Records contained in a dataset
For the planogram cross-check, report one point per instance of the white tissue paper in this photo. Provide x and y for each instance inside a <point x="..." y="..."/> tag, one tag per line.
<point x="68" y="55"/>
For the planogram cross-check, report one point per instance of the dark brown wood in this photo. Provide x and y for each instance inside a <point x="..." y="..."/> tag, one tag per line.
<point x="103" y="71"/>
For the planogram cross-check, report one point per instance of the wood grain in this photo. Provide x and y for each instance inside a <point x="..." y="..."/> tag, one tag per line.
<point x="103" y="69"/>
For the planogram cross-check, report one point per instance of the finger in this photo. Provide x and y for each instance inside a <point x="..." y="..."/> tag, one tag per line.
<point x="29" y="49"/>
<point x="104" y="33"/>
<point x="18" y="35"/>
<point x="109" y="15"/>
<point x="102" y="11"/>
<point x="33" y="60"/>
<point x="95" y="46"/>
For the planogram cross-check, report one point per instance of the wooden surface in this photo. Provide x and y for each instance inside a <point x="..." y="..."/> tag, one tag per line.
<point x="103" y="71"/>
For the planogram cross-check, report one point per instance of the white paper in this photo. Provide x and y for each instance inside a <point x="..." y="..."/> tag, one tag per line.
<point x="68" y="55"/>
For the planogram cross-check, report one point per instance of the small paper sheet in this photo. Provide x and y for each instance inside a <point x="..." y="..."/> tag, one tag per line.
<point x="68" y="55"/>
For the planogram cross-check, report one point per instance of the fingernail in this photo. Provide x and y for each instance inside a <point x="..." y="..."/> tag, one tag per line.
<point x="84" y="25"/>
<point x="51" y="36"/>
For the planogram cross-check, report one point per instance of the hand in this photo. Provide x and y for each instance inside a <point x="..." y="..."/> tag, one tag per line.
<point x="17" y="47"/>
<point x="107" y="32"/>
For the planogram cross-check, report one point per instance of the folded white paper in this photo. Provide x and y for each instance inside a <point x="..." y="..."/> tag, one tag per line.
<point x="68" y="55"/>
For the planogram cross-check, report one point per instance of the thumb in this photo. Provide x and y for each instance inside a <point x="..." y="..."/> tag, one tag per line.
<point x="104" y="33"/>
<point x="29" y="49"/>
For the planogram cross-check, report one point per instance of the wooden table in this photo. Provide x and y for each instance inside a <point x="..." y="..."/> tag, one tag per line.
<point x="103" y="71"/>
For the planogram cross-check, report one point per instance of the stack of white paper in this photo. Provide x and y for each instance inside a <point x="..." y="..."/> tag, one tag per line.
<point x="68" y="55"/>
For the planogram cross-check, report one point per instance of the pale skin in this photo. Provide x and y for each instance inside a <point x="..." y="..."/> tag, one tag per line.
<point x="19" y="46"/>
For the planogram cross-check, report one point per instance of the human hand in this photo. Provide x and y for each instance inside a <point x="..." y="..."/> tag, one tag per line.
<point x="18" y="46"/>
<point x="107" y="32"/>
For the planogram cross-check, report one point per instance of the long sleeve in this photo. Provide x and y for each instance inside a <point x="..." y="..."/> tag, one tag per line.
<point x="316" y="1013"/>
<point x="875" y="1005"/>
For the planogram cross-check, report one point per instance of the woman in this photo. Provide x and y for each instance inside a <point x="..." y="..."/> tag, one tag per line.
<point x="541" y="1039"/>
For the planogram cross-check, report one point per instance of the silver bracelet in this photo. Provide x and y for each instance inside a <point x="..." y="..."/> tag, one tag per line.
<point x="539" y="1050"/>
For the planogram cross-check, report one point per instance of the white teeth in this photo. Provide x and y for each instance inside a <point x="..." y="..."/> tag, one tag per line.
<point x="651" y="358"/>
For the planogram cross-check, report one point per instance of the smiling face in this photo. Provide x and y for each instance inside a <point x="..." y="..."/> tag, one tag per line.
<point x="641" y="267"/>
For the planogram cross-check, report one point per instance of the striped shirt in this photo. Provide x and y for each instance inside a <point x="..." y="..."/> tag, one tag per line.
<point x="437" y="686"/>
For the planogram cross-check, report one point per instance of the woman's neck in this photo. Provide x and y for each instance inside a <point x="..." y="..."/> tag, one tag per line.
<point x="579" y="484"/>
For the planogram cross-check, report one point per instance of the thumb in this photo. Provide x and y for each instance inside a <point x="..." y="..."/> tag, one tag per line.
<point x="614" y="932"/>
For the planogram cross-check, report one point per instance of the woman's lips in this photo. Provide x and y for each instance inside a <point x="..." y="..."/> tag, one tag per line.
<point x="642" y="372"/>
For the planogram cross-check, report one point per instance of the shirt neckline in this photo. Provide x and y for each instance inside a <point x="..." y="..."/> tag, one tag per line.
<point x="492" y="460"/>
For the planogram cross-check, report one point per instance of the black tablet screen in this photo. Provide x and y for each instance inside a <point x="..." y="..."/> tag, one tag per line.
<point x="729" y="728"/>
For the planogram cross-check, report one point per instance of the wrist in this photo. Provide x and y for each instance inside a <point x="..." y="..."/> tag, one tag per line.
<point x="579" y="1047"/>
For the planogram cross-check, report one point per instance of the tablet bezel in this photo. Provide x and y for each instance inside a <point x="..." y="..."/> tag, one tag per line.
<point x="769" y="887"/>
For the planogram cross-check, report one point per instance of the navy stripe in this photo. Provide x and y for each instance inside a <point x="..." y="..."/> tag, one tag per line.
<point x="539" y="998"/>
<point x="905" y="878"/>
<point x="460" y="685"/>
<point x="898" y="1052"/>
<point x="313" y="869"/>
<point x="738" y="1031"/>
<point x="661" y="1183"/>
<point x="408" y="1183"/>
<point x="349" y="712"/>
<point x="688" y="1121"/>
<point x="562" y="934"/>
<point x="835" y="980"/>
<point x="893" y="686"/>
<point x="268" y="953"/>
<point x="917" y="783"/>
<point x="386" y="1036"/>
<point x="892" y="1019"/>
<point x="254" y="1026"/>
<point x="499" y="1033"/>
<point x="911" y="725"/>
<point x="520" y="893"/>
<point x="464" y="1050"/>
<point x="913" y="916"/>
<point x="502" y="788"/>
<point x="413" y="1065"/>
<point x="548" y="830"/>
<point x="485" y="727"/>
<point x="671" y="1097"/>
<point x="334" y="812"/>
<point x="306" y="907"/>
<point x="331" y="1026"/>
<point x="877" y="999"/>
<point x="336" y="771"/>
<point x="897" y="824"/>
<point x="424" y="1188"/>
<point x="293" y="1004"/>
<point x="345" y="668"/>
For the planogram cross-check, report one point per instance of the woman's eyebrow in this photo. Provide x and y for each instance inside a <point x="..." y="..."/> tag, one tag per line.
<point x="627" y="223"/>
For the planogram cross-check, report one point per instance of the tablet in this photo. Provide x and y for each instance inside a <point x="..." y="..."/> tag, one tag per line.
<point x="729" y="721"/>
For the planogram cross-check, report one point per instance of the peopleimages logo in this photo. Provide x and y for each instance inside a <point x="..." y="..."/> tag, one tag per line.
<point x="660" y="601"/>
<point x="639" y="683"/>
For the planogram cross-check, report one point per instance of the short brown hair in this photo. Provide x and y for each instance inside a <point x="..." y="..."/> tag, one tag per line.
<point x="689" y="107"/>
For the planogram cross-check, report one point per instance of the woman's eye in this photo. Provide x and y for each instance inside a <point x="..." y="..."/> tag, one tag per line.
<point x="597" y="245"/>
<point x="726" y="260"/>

TRY IT =
All that is wanted is the lines from the one containing "of the short" through the last line of the records, restated word for word.

WRITTEN REPLY =
For the planogram cross-check, report one point per instance of the short brown hair in this photo. Provide x and y for each instance inside a <point x="..." y="..."/> tag, one tag per line.
<point x="689" y="107"/>
For the planogram cross-check, report one point per instance of the woman's eye in this photo. Provide x and y for each instance inside a <point x="..." y="..."/> tag, one tag per line.
<point x="597" y="245"/>
<point x="726" y="260"/>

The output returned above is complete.